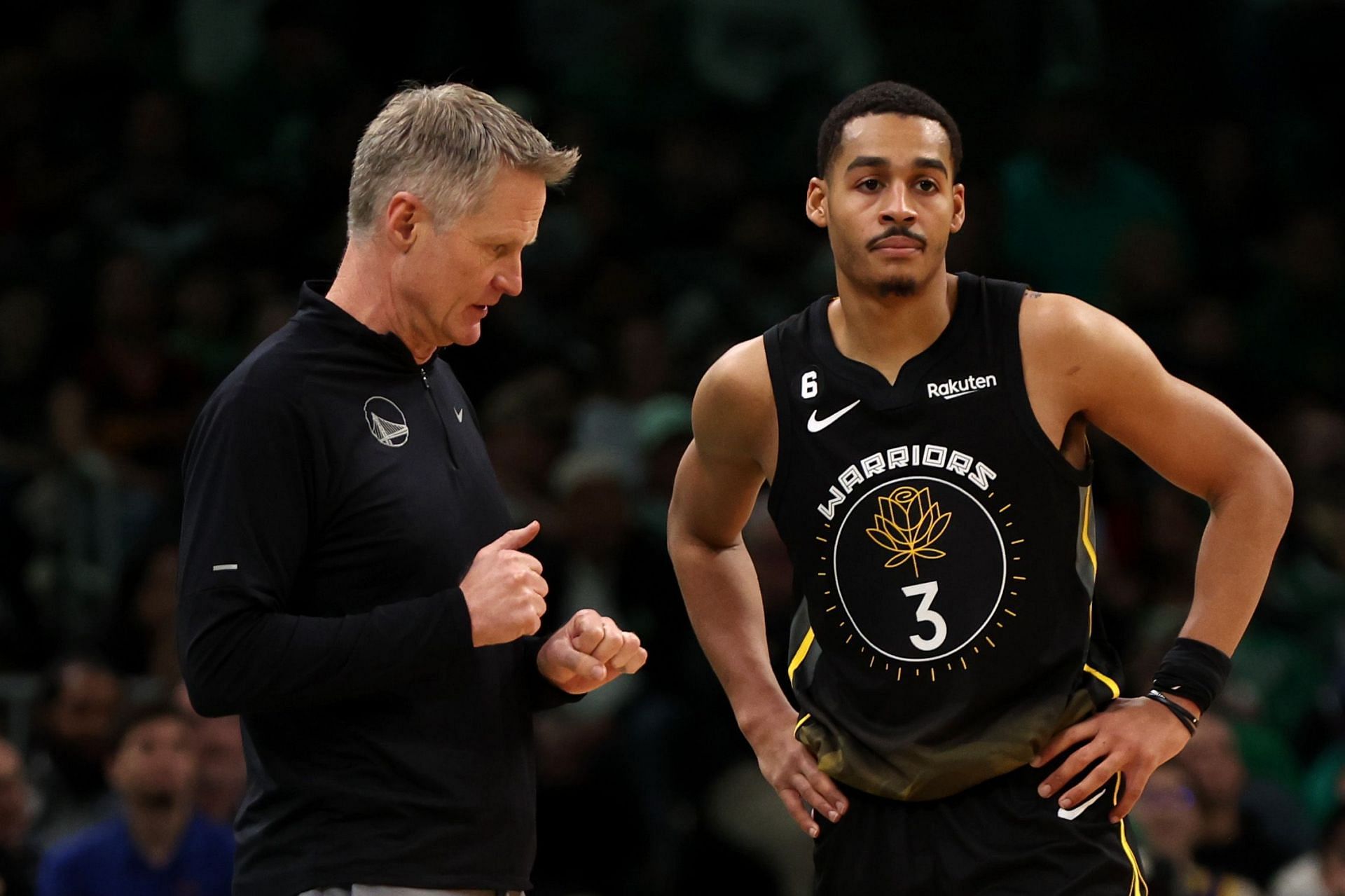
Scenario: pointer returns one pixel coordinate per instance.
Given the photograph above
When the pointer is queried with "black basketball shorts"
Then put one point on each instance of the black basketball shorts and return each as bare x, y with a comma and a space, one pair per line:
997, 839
--
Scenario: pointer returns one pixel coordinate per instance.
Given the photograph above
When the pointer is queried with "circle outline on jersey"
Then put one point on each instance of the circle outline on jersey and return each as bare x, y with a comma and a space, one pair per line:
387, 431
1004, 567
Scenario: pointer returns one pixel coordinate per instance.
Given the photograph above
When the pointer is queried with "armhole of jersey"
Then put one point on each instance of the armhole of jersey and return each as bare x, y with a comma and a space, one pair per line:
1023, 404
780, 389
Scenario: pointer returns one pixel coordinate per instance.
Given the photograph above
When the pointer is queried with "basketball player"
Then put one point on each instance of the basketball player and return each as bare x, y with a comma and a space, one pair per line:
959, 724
--
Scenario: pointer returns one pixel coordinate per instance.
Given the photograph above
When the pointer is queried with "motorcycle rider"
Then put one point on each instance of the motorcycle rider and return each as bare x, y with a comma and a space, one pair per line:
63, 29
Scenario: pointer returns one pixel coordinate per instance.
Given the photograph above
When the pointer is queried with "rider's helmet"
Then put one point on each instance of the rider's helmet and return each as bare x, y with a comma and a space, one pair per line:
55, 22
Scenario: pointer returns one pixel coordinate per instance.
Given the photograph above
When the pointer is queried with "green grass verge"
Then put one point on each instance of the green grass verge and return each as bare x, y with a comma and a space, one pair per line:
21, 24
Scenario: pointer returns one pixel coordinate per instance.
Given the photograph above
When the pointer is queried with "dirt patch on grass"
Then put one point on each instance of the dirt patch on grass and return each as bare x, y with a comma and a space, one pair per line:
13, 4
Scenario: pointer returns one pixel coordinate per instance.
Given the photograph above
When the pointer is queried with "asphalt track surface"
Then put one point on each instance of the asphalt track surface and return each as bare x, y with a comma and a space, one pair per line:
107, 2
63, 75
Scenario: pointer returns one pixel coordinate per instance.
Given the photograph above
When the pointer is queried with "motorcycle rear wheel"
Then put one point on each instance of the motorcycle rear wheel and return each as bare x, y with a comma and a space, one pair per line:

▶ _Exercise_: Copy every line of the records above that contains "rear".

▶ _Exercise answer_:
When the pointer is queried with "motorcycle rear wheel"
Then put one point on each instance of the motorcycle rear wheel and return each as bare x, y with a comma and a space, one pair per line:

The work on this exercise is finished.